INSTRUCTIONS TO FOLLOW: Return the listing below verbatim. Pictures do not belong in the copy.

RECORDS PROVIDED:
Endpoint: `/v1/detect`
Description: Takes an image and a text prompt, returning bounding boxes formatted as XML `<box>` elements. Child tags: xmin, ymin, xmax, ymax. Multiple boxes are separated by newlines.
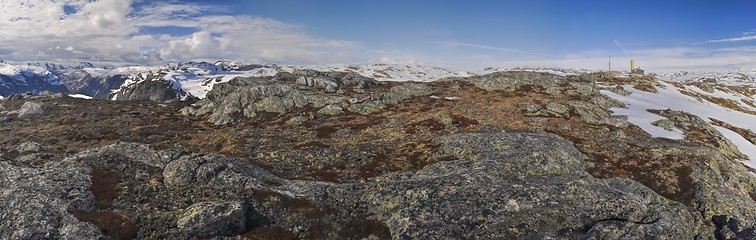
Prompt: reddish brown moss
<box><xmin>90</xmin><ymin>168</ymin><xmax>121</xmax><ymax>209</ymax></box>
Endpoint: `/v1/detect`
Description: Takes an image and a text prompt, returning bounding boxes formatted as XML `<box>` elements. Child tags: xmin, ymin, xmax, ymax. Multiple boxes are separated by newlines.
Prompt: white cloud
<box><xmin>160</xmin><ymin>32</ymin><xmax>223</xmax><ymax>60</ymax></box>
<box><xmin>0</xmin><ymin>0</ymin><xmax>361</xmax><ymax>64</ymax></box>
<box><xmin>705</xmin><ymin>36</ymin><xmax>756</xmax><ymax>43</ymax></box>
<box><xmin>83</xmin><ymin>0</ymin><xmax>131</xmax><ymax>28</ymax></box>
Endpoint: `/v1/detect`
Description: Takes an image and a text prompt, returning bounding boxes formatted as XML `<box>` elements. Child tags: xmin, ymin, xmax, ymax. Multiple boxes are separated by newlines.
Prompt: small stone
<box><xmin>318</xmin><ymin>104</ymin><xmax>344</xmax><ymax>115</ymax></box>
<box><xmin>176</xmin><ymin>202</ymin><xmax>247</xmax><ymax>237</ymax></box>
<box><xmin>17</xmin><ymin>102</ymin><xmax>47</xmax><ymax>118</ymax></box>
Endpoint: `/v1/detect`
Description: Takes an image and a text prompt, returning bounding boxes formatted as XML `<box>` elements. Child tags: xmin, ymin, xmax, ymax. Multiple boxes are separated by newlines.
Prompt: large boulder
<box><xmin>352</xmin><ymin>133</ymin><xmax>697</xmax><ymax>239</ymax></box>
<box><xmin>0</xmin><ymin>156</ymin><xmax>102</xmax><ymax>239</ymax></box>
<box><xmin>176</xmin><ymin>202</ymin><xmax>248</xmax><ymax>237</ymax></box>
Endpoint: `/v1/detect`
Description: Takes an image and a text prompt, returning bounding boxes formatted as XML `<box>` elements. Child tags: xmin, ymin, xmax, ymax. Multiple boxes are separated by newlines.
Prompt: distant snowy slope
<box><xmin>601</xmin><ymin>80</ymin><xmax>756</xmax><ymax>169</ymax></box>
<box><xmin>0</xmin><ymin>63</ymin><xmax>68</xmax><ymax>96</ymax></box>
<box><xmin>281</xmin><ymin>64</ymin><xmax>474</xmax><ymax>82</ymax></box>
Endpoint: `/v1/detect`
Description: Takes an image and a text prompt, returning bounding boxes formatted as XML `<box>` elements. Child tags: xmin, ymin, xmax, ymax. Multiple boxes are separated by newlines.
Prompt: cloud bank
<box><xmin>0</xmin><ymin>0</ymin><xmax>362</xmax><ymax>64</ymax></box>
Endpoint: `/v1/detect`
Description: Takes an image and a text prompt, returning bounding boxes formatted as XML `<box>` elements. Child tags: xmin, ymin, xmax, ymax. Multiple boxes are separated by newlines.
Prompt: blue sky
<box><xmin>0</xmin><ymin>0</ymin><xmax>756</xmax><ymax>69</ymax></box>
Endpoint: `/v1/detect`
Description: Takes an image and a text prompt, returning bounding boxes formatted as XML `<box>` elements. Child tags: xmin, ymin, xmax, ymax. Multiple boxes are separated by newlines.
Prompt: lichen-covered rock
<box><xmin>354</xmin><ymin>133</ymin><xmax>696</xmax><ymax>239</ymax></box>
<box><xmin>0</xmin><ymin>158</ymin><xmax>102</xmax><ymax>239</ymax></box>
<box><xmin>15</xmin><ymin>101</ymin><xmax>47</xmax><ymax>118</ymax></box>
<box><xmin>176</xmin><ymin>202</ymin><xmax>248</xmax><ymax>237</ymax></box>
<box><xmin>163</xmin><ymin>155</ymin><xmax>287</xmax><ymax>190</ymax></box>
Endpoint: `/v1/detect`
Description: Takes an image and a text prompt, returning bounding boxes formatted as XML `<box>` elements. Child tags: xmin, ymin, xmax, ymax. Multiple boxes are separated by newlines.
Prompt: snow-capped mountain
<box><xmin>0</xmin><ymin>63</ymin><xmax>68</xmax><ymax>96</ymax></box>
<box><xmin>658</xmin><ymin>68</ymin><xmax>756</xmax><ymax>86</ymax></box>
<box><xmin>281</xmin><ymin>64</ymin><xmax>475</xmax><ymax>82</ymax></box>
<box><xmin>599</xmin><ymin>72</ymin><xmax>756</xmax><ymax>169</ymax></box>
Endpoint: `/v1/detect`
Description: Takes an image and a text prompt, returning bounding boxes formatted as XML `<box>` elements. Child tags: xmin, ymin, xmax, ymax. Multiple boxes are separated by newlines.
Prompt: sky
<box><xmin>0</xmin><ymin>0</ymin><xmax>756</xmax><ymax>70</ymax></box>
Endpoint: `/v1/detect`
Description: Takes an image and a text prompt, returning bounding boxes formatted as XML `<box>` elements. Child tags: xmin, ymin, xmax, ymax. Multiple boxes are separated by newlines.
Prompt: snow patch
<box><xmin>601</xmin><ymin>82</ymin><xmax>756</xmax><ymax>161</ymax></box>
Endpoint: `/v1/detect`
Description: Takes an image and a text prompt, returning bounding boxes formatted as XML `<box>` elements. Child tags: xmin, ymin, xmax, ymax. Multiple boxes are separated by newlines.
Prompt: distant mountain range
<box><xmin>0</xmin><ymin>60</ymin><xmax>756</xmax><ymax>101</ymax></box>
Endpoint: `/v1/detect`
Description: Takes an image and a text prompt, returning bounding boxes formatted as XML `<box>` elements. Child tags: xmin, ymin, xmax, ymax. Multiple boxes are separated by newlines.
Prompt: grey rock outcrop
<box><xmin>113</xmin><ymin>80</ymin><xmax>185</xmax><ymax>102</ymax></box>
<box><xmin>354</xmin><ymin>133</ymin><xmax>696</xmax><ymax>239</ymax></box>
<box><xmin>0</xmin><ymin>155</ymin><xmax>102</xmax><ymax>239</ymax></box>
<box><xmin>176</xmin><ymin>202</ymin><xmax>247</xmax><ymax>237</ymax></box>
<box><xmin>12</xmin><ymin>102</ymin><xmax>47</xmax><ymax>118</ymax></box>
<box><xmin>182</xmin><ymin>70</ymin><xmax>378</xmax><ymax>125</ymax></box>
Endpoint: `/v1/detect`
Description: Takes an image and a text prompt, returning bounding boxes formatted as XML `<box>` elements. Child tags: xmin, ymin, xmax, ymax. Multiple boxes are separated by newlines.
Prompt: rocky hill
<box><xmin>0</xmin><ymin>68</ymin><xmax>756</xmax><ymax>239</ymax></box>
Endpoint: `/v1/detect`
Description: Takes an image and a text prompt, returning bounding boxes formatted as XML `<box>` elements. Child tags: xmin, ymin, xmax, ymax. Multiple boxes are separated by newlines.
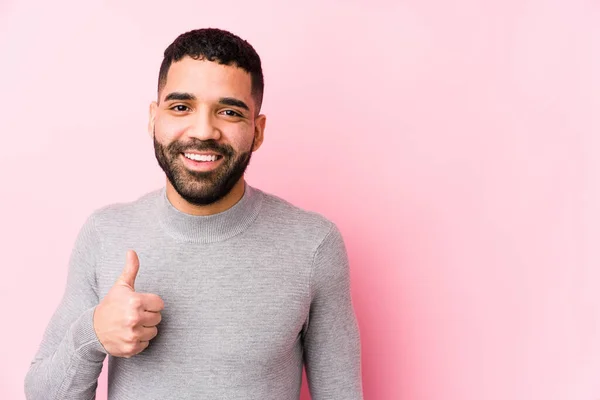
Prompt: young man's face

THE RESPONSE:
Endpoint: `/v1/detect`
Description: Takes an image and a text prompt, returning bounding boxes formatted as XML `<box>` elements. Child tags: xmin, ymin, xmax, ymax. Multiple boxes are separated by newlines.
Prompt: reddish brown moss
<box><xmin>90</xmin><ymin>168</ymin><xmax>121</xmax><ymax>209</ymax></box>
Endpoint: `/v1/detect`
Description: Takes an image and a text prompt, returning bounding boxes formatted as XML `<box>` elements. Child tags: xmin, ymin, xmax, ymax. Multiple boxes are separated by newlines.
Prompt: white cloud
<box><xmin>160</xmin><ymin>32</ymin><xmax>223</xmax><ymax>60</ymax></box>
<box><xmin>0</xmin><ymin>0</ymin><xmax>361</xmax><ymax>64</ymax></box>
<box><xmin>705</xmin><ymin>36</ymin><xmax>756</xmax><ymax>43</ymax></box>
<box><xmin>83</xmin><ymin>0</ymin><xmax>131</xmax><ymax>28</ymax></box>
Endpoint: `/v1/detect`
Description: Takes an image and a text prompt, returning bounding boxes formatted as XML `<box>` elements. Child tags: xmin, ymin, xmax, ymax. Multiple boxes are separated by newlines.
Prompt: small stone
<box><xmin>318</xmin><ymin>104</ymin><xmax>344</xmax><ymax>115</ymax></box>
<box><xmin>176</xmin><ymin>202</ymin><xmax>247</xmax><ymax>237</ymax></box>
<box><xmin>17</xmin><ymin>102</ymin><xmax>47</xmax><ymax>118</ymax></box>
Endpoint: `/v1/detect`
Description: Takes an image and a text prompt, returning bounding boxes formatted as XML `<box>` elements. Child tags: xmin, ymin, xmax, ymax. Multiple boxes are separated by newlines.
Prompt: large boulder
<box><xmin>352</xmin><ymin>133</ymin><xmax>697</xmax><ymax>239</ymax></box>
<box><xmin>0</xmin><ymin>156</ymin><xmax>102</xmax><ymax>239</ymax></box>
<box><xmin>176</xmin><ymin>202</ymin><xmax>248</xmax><ymax>237</ymax></box>
Endpoint: `/v1/detect`
Description: Takes an image and a text prompt, returning bounding boxes formatted as XML `<box>` elements. Child tags: xmin, ymin, xmax, ymax. Multiple boxes are separated by newlines.
Prompt: distant snowy slope
<box><xmin>601</xmin><ymin>80</ymin><xmax>756</xmax><ymax>169</ymax></box>
<box><xmin>0</xmin><ymin>63</ymin><xmax>68</xmax><ymax>96</ymax></box>
<box><xmin>281</xmin><ymin>64</ymin><xmax>474</xmax><ymax>82</ymax></box>
Endpoint: `/v1/detect`
Description: Takes an image and a text prompt, returning bounding boxes formatted as XML `<box>` elements. Child tags: xmin, ymin, xmax, ymax. Multiple boxes are separated by newlines.
Prompt: cloud bank
<box><xmin>0</xmin><ymin>0</ymin><xmax>362</xmax><ymax>64</ymax></box>
Endpoint: `/v1/detect`
Description: Takes an image and a text prompt, returning bounding boxes formatted as XML `<box>` elements. Child tags: xmin, ymin, xmax, ymax. Multiple boxes are separated by newlines.
Prompt: blue sky
<box><xmin>0</xmin><ymin>0</ymin><xmax>756</xmax><ymax>69</ymax></box>
Endpoint: `/v1/detect`
Description: Takes an image and a text prompt, returning bounding boxes formatted as XML `<box>` elements. Child tags: xmin, ymin, xmax, ymax. Multiple boxes are separated by newlines.
Prompt: lichen-covered rock
<box><xmin>354</xmin><ymin>133</ymin><xmax>696</xmax><ymax>239</ymax></box>
<box><xmin>0</xmin><ymin>158</ymin><xmax>102</xmax><ymax>239</ymax></box>
<box><xmin>15</xmin><ymin>101</ymin><xmax>47</xmax><ymax>118</ymax></box>
<box><xmin>176</xmin><ymin>202</ymin><xmax>248</xmax><ymax>237</ymax></box>
<box><xmin>163</xmin><ymin>155</ymin><xmax>287</xmax><ymax>190</ymax></box>
Endpoint: `/v1/detect`
Description: Takes an image and a text prompt, returning bounding boxes formatted as XML `<box>` elements. Child tags: xmin, ymin, xmax, ymax. Multiple boxes are separated by newlines.
Prompt: snow-capped mountain
<box><xmin>0</xmin><ymin>63</ymin><xmax>68</xmax><ymax>96</ymax></box>
<box><xmin>658</xmin><ymin>68</ymin><xmax>756</xmax><ymax>86</ymax></box>
<box><xmin>281</xmin><ymin>64</ymin><xmax>475</xmax><ymax>82</ymax></box>
<box><xmin>599</xmin><ymin>72</ymin><xmax>756</xmax><ymax>169</ymax></box>
Endpoint: `/v1/detect`
Description: Takes an image and a text prompt, returning bounding boxes formatted as XML `<box>` elements. Child tags: xmin, ymin, xmax, ymax. Multiple boxes are separated by newlines.
Prompt: sky
<box><xmin>0</xmin><ymin>0</ymin><xmax>756</xmax><ymax>70</ymax></box>
Endpoint: `/v1/detect`
Description: Takes an image and a text prompt, returning bounding boxes formatted as XML `<box>` elements. Child tags: xmin, ymin, xmax, ymax. Multiple boxes are separated by newlines.
Prompt: snow patch
<box><xmin>601</xmin><ymin>82</ymin><xmax>756</xmax><ymax>161</ymax></box>
Endpoint: `/v1/detect`
Description: Takes an image and a text prompt, returning bounding boxes formatted as XML `<box>` elements. Child tags: xmin, ymin, xmax, ymax. Multiple boxes are separated by newlines.
Prompt: distant mountain range
<box><xmin>0</xmin><ymin>60</ymin><xmax>756</xmax><ymax>101</ymax></box>
Endpoint: `/v1/detect`
Description: Takes an image and a text prompt, returning bounding boxes formatted as XML `<box>` elements. Child tags: xmin, ymin, xmax, ymax. Multiple boxes are separated by newlines.
Prompt: grey rock outcrop
<box><xmin>113</xmin><ymin>80</ymin><xmax>185</xmax><ymax>102</ymax></box>
<box><xmin>354</xmin><ymin>133</ymin><xmax>696</xmax><ymax>239</ymax></box>
<box><xmin>0</xmin><ymin>155</ymin><xmax>102</xmax><ymax>239</ymax></box>
<box><xmin>176</xmin><ymin>202</ymin><xmax>247</xmax><ymax>237</ymax></box>
<box><xmin>12</xmin><ymin>102</ymin><xmax>47</xmax><ymax>118</ymax></box>
<box><xmin>182</xmin><ymin>70</ymin><xmax>378</xmax><ymax>125</ymax></box>
Endpoint: `/v1/detect`
Description: Takes an image and a text prompt, returning bounding boxes formatted as XML `<box>` elements. Child tags: xmin, ymin, xmax, ymax. Multiple boxes are separated by newlines.
Prompt: rocky hill
<box><xmin>0</xmin><ymin>68</ymin><xmax>756</xmax><ymax>239</ymax></box>
Endpoint: `/v1/detect`
Description: Takes an image and a text prompt, returning bounding boxes formatted as XML `<box>` elements. Child tags: xmin, ymin, xmax, ymax. Multiple boxes are separated by newlines.
Prompt: young man's face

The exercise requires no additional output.